**Task directions**.
Return every record below exactly as written.

**Dataset entries**.
*** Block opens ***
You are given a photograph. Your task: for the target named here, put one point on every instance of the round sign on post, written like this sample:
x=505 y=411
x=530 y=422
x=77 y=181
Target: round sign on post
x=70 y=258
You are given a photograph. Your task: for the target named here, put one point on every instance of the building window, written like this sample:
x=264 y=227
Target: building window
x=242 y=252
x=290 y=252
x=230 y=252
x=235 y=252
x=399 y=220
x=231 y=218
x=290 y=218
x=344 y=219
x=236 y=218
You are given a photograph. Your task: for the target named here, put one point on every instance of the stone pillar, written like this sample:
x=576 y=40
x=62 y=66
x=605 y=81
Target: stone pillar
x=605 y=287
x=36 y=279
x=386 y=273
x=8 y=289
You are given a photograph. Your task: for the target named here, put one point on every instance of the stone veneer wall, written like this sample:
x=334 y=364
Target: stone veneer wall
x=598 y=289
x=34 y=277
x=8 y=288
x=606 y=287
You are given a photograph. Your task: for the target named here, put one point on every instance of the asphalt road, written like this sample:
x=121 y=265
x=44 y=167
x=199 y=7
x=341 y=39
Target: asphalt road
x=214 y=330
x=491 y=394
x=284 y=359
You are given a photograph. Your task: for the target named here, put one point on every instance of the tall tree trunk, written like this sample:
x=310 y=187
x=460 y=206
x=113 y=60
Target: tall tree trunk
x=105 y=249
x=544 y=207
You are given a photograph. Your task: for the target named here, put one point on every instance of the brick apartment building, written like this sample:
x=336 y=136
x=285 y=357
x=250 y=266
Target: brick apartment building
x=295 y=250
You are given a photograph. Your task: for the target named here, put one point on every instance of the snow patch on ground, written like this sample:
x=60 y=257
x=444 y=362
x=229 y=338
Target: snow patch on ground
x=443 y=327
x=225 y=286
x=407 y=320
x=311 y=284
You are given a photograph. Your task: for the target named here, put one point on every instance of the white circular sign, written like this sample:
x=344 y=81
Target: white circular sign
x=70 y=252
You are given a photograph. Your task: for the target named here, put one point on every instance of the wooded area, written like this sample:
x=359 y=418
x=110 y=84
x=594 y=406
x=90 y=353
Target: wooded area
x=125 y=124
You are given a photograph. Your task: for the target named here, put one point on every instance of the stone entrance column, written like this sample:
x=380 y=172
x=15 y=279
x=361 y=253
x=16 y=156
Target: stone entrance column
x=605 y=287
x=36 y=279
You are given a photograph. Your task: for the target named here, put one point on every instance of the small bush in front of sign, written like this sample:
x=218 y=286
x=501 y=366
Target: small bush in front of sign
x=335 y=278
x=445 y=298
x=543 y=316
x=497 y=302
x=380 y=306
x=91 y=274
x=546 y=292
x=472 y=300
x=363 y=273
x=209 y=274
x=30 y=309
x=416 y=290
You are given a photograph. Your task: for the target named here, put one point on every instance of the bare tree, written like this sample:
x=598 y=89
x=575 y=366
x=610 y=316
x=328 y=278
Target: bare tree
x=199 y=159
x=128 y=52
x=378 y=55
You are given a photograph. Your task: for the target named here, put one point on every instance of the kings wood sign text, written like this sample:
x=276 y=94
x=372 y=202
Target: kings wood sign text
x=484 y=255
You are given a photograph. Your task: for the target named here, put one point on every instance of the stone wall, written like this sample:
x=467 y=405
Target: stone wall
*** Block closes ***
**Written answer**.
You are given a photograph. Your task: for the target named here, put one point on every instance of the round sign on post, written like this sample:
x=505 y=411
x=530 y=422
x=77 y=181
Target: round sign on post
x=70 y=258
You are given a photograph. Your task: for the target named here, put one point on every instance of the building window, written like this sample:
x=264 y=227
Target: building window
x=242 y=252
x=290 y=252
x=230 y=252
x=235 y=252
x=399 y=220
x=231 y=218
x=290 y=218
x=344 y=219
x=236 y=218
You are given a photograph. Your task: for the target named here, put one point on every instance of the stone pillar, written like this sample:
x=576 y=40
x=62 y=66
x=605 y=81
Target: stone pillar
x=605 y=287
x=36 y=279
x=386 y=273
x=8 y=289
You are given a photograph. Your task: for the target named here, put one point on every instance of the stone veneer wall, written like this sample:
x=334 y=364
Target: stone veneer wall
x=598 y=289
x=34 y=277
x=8 y=288
x=606 y=287
You are given a photograph. Your task: for the target named here, put one point on every instance of the asphalt road, written like this sample:
x=121 y=265
x=44 y=167
x=199 y=7
x=341 y=39
Target: asphalt road
x=214 y=330
x=491 y=394
x=284 y=359
You are given a photograph. Your task: for the target named here, put one point on every instance of the tall tree trunk, written like this sample:
x=310 y=187
x=460 y=206
x=113 y=60
Target: tall tree trunk
x=105 y=249
x=544 y=207
You are given a photograph. Your task: for the target named here, put one point on every instance of the brick apartment building, written like this sample:
x=336 y=136
x=285 y=357
x=250 y=266
Target: brick apartment building
x=295 y=250
You are given a photograph. Your task: for the target named here, put one point on every instance of the snow patch on ground, written like this sample:
x=60 y=257
x=444 y=362
x=229 y=338
Target: snow patch on ground
x=443 y=327
x=225 y=286
x=407 y=320
x=311 y=284
You are given a photograph. Your task: for the target named here, put one point on every instance of the white circular sign, written like this sample:
x=344 y=81
Target: white circular sign
x=70 y=252
You are given a photograph. Your task: for the target named here, put one point on every instance of the wooded area, written like this sample:
x=359 y=418
x=110 y=84
x=594 y=406
x=90 y=353
Target: wooded area
x=125 y=124
You are given a photograph. Your task: for the target named here, put one point on every instance of the stone entrance column, written like this sample:
x=380 y=172
x=15 y=279
x=361 y=253
x=16 y=156
Target: stone entrance column
x=605 y=287
x=36 y=279
You are given a photograph. Your task: for the target named here, put one point on every instance of the small bush in front of sign, written like this sample:
x=218 y=286
x=501 y=366
Target: small bush in front of sign
x=335 y=278
x=445 y=298
x=543 y=316
x=497 y=302
x=380 y=306
x=91 y=274
x=546 y=292
x=472 y=300
x=363 y=273
x=209 y=274
x=30 y=309
x=416 y=290
You are given a photograph. Your task: for the target named here, put one point on every instance of the bare tree, written like this sample:
x=598 y=89
x=575 y=366
x=610 y=316
x=328 y=278
Target: bare tree
x=199 y=159
x=128 y=52
x=378 y=55
You are given a photograph. Your task: for the target named here, put one point on every instance of the kings wood sign text, written like this sample:
x=276 y=94
x=372 y=202
Target: kings wood sign text
x=484 y=255
You are given a photograph. Your task: for the target named here, put one point on every instance of the stone wall, written like this sample:
x=467 y=405
Target: stone wall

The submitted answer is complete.